Gestern Abend (12.08.2019) zeigte
Arte anlässlich des 120. Geburtstags (13. August 1899) des Regisseurs den
Hitchcock-Film „Suspicion“ (Verdacht) aus dem Jahre 1941.
Ich teile immer mehr die früher geäußerte Meinung meiner Ex-Frau, dass Alfred Hitchcock ein "kranker" Mann war. Selbstverständlich
war er außerdem ein Meisterregisseur, der immer wieder von neuem versucht hat, sein
Publikum zu manipulieren.
Seine Filme kreisen immer um das
mysteriöse Böse. So auch dieser Film, in dem der schöne Cary Grant den „Nichtsnutz“
Johnny spielt, der die feine Gesellschaft und dort vor allem die Frauen
frequentiert, um an ihr Geld zu kommen. Er ist in Wirklichkeit ein Spieler und geschickter
Erzähler von Lügengeschichten. Außerdem liebt er Krimis, seitdem er die
Krimi-Autorin Isobel Sedbusc, die im gleichen Ort in der englischen Grafschaft
Sussex wohnt wie er und seine Frau, persönlich kennt. Diese Frau mit dem
seltsamen Namen erinnert mich sehr an Agatha Christie.
Dieser Taugenichts, der nichts
anderes besitzt als seinen Charme, hat etwas Diabolisches. In der Romanvorlage „Before
the Fact“ von Francis Iles aus dem Jahr 1932 ist die Gestalt tatsächlich ein
Mörder. Hitchcock konstruiert seinen Film so, dass sich auch beim Publikum der
Verdacht immer mehr erhärtet, dass er die schüchterne Generalstochter Lina nur
deswegen heiratet, weil er so an ihr Erbe heranzukommen hofft. Das Happy End
wirkt aufgesetzt und unglaubwürdig. Der Verdacht bleibt.

(Zeilen aus einer Sammlung)
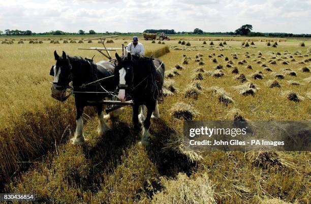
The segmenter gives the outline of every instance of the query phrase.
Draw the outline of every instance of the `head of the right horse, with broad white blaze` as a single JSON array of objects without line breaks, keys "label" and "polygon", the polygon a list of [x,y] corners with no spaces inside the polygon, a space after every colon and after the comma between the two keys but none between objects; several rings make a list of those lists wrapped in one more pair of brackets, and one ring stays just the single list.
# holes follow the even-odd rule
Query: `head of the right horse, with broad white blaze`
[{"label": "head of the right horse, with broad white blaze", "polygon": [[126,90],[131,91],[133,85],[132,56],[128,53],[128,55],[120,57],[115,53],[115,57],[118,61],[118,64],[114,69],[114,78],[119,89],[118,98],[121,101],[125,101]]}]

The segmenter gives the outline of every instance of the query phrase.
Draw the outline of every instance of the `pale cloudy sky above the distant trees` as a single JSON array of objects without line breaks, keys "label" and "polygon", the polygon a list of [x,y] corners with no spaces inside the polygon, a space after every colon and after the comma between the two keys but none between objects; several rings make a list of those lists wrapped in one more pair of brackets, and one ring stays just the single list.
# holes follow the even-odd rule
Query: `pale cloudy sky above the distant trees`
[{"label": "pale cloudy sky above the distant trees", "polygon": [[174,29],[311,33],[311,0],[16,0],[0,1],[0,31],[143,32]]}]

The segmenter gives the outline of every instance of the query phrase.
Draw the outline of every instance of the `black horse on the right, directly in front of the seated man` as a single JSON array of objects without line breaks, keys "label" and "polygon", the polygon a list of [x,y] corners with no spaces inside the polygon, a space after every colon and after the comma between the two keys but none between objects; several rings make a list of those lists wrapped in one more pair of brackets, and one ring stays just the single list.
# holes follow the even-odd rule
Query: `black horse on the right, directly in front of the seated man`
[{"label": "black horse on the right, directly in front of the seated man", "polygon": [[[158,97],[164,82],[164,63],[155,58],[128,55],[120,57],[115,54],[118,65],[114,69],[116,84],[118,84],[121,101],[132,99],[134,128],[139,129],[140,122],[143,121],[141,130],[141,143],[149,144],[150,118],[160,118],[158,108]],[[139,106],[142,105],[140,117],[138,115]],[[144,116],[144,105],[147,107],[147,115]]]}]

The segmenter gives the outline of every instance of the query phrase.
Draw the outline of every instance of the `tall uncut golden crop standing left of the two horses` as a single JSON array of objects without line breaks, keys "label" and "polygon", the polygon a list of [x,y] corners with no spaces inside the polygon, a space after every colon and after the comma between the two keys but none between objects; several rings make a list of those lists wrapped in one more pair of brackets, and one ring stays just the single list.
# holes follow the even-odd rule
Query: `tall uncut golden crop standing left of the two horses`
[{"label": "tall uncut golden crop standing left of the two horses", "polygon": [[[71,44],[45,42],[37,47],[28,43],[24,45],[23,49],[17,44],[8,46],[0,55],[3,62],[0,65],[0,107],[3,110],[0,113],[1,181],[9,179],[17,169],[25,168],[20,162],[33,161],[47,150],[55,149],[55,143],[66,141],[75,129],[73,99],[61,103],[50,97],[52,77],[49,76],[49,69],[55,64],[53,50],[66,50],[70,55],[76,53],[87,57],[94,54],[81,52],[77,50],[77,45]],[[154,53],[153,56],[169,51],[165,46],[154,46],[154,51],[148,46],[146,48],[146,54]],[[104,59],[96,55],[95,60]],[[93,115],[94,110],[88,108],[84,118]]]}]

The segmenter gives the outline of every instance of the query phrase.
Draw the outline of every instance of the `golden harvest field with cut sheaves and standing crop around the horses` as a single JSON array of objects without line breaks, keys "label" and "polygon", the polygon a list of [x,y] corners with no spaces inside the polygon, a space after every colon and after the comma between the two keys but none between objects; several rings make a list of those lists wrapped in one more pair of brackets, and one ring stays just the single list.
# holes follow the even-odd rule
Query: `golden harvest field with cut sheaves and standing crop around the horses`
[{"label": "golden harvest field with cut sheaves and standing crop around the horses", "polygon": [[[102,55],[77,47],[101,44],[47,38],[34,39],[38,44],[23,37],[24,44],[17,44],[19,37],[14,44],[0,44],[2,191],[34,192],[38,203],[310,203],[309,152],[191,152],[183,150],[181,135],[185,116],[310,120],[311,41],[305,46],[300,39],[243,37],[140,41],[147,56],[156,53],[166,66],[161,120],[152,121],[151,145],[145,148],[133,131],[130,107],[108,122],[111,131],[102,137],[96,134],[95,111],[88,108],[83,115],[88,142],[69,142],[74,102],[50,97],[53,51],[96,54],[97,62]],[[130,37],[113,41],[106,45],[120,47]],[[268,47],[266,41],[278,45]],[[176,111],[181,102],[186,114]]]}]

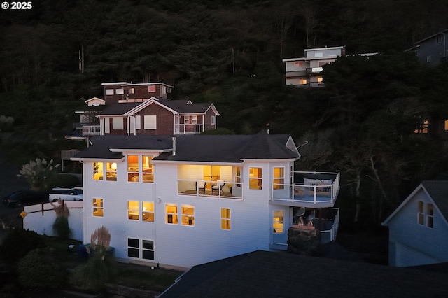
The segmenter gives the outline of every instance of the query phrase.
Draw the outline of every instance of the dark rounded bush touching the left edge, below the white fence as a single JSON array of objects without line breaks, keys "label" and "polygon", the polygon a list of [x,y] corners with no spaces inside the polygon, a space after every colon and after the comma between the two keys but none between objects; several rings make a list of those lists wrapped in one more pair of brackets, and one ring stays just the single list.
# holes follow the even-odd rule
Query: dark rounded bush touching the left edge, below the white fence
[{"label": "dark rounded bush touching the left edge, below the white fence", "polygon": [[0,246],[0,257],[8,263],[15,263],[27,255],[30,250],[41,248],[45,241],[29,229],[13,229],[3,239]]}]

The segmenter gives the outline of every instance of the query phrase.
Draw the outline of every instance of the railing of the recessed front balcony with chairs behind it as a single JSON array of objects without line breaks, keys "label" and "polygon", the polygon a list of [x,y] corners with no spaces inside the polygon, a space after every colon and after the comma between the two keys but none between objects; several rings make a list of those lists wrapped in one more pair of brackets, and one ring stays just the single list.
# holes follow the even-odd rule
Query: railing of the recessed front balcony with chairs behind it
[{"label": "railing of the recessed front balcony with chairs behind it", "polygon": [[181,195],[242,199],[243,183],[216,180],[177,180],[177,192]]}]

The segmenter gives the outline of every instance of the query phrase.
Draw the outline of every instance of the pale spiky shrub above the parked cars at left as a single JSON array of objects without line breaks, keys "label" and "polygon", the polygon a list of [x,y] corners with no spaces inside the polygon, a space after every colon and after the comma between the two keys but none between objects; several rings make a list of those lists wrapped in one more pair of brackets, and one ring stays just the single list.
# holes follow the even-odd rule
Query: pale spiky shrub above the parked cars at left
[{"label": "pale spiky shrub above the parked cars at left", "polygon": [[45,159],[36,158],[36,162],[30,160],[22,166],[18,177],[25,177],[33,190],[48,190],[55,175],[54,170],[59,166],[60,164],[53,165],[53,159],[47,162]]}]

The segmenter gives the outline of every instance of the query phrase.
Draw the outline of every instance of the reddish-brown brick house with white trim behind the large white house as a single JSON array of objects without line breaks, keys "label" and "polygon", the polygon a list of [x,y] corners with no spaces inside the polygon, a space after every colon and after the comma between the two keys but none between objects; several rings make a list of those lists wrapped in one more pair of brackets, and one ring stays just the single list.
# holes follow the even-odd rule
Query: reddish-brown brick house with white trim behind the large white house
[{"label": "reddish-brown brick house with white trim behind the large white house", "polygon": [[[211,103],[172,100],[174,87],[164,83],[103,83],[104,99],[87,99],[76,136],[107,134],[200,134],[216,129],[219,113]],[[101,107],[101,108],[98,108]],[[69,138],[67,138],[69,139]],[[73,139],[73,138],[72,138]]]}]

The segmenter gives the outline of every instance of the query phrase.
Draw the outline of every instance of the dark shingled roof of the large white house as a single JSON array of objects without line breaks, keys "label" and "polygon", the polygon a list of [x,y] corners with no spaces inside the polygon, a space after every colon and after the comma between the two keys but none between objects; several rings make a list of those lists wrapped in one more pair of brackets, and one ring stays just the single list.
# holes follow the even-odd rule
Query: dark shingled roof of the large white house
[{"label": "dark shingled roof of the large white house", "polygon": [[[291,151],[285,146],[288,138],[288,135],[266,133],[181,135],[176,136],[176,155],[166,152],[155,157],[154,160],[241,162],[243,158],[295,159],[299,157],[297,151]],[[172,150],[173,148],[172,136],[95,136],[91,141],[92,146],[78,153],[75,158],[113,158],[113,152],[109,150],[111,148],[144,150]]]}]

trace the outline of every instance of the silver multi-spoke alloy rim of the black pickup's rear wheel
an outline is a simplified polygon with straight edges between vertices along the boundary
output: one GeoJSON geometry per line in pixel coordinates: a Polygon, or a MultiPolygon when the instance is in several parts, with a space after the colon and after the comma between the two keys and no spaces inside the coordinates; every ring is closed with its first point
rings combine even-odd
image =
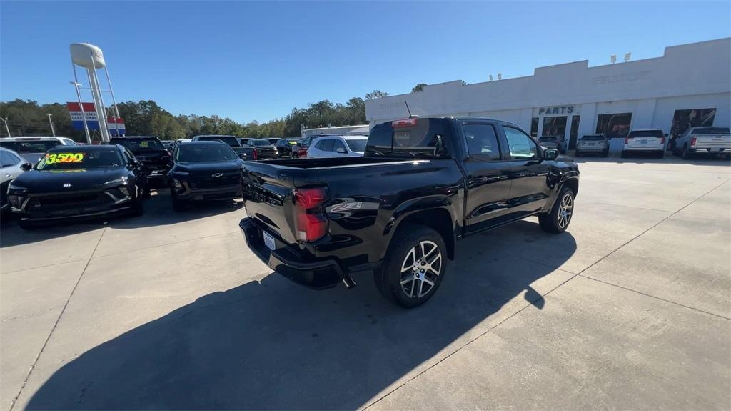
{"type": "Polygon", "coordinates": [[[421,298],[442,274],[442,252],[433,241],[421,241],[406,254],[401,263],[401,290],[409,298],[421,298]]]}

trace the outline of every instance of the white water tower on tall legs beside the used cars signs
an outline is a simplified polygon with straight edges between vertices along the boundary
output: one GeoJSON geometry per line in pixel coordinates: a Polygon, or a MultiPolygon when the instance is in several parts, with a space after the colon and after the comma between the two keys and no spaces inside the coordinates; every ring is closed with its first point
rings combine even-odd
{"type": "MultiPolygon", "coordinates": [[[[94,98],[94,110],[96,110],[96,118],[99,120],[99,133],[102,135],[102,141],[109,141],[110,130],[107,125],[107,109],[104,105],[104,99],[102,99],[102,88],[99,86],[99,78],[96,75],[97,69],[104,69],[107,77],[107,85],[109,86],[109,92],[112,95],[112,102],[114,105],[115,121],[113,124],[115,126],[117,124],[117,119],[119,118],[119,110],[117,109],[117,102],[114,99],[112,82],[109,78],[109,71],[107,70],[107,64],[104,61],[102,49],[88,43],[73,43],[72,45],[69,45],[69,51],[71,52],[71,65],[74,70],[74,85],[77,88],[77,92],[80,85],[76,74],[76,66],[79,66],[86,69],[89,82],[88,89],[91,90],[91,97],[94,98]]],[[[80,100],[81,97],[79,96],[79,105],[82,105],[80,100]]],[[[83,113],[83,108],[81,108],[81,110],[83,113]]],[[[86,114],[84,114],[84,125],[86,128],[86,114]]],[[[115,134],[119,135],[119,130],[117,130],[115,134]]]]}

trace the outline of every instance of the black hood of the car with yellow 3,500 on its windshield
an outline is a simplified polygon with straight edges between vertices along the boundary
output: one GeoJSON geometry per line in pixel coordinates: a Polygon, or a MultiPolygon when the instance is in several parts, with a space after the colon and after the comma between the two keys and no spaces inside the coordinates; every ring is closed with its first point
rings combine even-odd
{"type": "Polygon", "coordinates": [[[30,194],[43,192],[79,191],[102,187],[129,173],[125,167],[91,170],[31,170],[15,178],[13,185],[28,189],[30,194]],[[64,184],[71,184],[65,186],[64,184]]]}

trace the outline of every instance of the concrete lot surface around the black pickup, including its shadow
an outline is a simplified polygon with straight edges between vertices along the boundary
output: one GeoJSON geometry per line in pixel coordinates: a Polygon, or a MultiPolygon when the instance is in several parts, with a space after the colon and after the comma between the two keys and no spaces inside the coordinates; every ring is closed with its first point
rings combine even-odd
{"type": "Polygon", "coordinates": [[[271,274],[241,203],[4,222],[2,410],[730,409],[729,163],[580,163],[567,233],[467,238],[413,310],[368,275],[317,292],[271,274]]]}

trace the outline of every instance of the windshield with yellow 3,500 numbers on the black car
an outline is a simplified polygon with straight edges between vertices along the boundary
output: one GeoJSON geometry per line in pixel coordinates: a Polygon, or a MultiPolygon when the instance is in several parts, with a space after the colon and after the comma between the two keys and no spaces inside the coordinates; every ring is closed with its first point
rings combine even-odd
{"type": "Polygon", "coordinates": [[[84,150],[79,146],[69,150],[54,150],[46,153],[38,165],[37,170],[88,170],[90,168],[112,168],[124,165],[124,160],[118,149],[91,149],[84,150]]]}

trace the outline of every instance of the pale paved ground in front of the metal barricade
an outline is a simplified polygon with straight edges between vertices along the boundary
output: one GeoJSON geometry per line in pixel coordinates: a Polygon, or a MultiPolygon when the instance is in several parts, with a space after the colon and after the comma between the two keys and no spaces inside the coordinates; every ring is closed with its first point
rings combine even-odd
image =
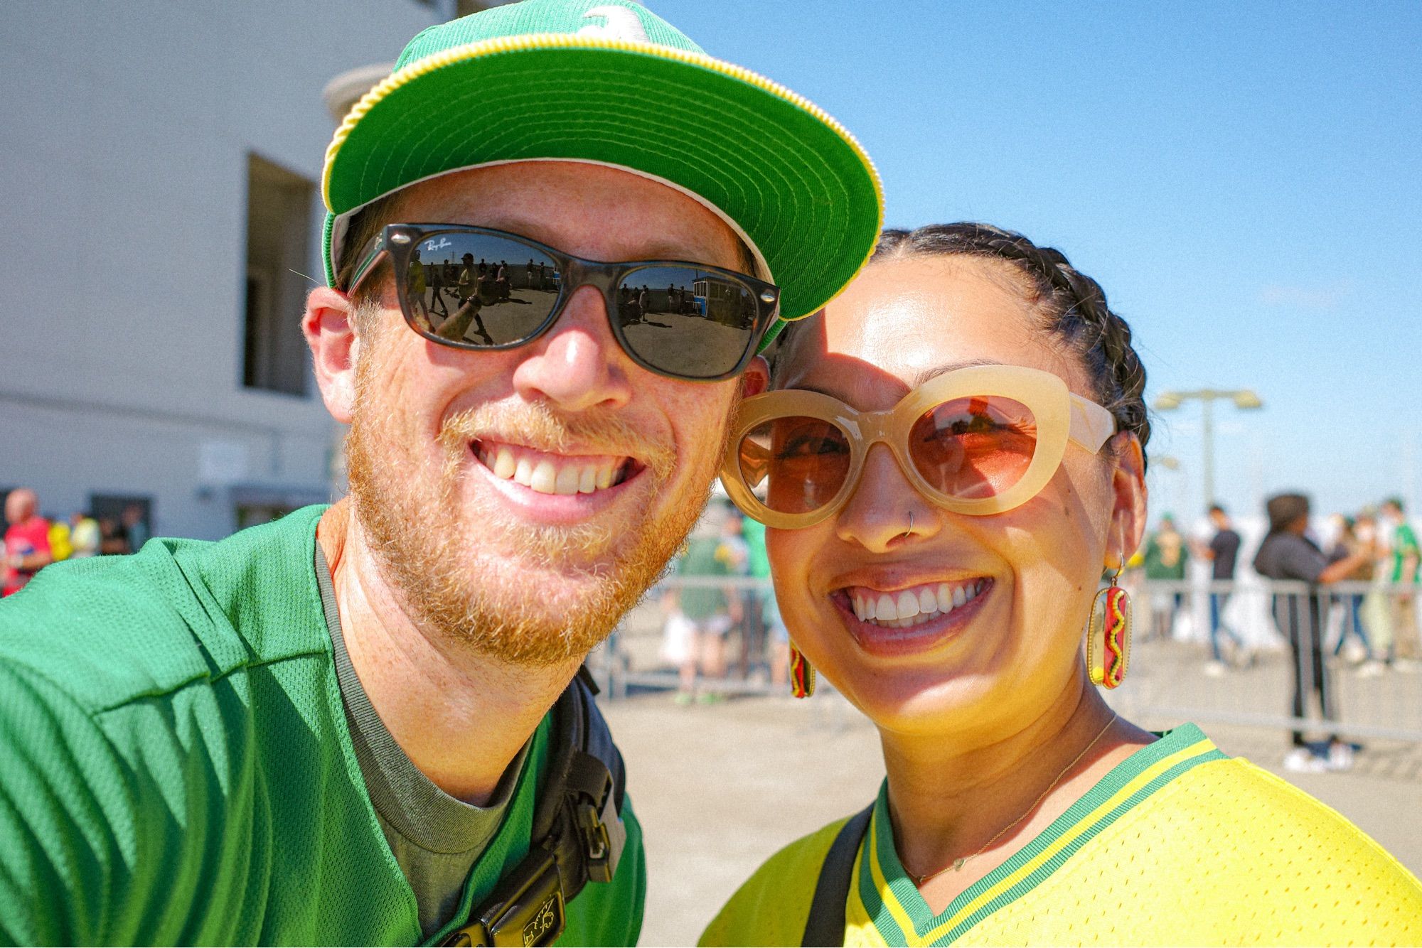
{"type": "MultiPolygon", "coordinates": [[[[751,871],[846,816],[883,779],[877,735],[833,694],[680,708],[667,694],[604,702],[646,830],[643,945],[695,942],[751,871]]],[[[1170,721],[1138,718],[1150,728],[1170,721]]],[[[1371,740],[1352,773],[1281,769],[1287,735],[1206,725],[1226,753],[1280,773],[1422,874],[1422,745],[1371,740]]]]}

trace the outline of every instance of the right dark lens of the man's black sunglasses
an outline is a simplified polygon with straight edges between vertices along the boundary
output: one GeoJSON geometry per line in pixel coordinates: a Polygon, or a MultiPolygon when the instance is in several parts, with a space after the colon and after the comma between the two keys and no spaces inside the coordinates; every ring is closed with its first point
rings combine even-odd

#### AUFGABE
Gib aus dem Text über den Hitchcock-Film den Abschnitt wortgetreu aus, der mit „Seine Filme kreisen“ beginnt und sich bis einschließlich „an Agatha Christie.“ erstreckt. Die Zeilen werden hier nicht gebraucht.

#### LÖSUNG
Seine Filme kreisen immer um das
mysteriöse Böse. So auch dieser Film, in dem der schöne Cary Grant den „Nichtsnutz“
Johnny spielt, der die feine Gesellschaft und dort vor allem die Frauen
frequentiert, um an ihr Geld zu kommen. Er ist in Wirklichkeit ein Spieler und geschickter
Erzähler von Lügengeschichten. Außerdem liebt er Krimis, seitdem er die
Krimi-Autorin Isobel Sedbusc, die im gleichen Ort in der englischen Grafschaft
Sussex wohnt wie er und seine Frau, persönlich kennt. Diese Frau mit dem
seltsamen Namen erinnert mich sehr an Agatha Christie.